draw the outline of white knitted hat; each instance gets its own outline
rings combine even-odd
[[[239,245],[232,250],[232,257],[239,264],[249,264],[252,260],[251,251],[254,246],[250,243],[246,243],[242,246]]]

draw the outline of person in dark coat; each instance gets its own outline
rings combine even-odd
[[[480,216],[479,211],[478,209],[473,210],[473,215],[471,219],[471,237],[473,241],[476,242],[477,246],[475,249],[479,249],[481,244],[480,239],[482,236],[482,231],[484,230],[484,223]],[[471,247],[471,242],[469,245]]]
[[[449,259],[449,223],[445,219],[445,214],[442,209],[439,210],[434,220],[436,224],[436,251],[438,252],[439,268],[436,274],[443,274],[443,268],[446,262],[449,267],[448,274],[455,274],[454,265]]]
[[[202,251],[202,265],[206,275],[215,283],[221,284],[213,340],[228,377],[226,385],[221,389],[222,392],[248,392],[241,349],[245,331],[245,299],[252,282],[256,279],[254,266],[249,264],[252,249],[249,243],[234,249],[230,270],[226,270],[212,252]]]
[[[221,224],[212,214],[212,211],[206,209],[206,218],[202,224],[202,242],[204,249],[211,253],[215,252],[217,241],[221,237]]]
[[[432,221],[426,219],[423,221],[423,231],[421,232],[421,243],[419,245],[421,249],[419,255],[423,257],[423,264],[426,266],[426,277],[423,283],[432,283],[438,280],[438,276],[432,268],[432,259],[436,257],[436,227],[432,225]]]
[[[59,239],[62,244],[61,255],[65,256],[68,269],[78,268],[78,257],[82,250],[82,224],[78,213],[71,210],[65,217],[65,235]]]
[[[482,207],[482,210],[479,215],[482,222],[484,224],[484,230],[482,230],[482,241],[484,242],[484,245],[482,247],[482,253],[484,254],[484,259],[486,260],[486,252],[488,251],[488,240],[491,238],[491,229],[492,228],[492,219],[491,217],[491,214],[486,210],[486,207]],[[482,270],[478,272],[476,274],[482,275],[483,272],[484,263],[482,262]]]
^^^^
> [AIM]
Copy the records above line by line, keeping every word, number, and bracket unchanged.

> [SOLVED PROBLEM]
draw the outline of white knitted hat; each instance gets its own outline
rings combine even-odd
[[[239,245],[232,250],[232,257],[239,264],[249,264],[252,260],[251,251],[254,246],[250,243],[246,243],[242,246]]]

draw the outline of person in dark coat; each instance gets its own outline
rings combine even-odd
[[[480,216],[479,211],[478,209],[473,210],[473,215],[471,219],[471,237],[473,241],[476,242],[477,246],[475,249],[479,249],[481,244],[480,239],[482,236],[482,231],[484,230],[484,223]],[[471,247],[471,242],[469,245]]]
[[[449,259],[449,223],[445,219],[445,214],[442,209],[439,210],[434,220],[436,224],[436,251],[438,252],[439,268],[436,274],[443,274],[443,268],[446,262],[449,267],[448,274],[455,274],[454,265]]]
[[[202,251],[202,265],[206,275],[215,283],[221,284],[213,340],[228,377],[226,385],[221,389],[222,392],[248,392],[241,349],[245,331],[245,299],[252,282],[256,279],[254,266],[249,264],[252,249],[249,243],[234,249],[230,270],[226,270],[212,252]]]
[[[221,224],[212,214],[212,211],[206,209],[206,218],[202,224],[202,242],[204,249],[211,253],[215,252],[217,241],[221,237]]]
[[[432,221],[426,219],[423,221],[423,231],[421,232],[421,243],[419,245],[421,249],[419,255],[423,257],[423,264],[426,266],[426,277],[423,283],[432,283],[438,280],[438,276],[432,268],[432,259],[436,257],[436,227],[432,225]]]
[[[59,239],[62,244],[61,255],[65,256],[68,269],[78,268],[78,257],[82,250],[82,224],[78,213],[71,210],[65,217],[65,235]]]
[[[482,207],[482,210],[479,215],[482,222],[484,224],[484,230],[482,230],[482,241],[484,242],[484,245],[482,247],[482,253],[484,254],[484,259],[486,260],[486,252],[488,251],[488,240],[491,238],[491,229],[492,228],[492,219],[491,217],[491,214],[486,210],[486,207]],[[482,270],[478,272],[476,274],[482,275],[483,272],[484,263],[482,262]]]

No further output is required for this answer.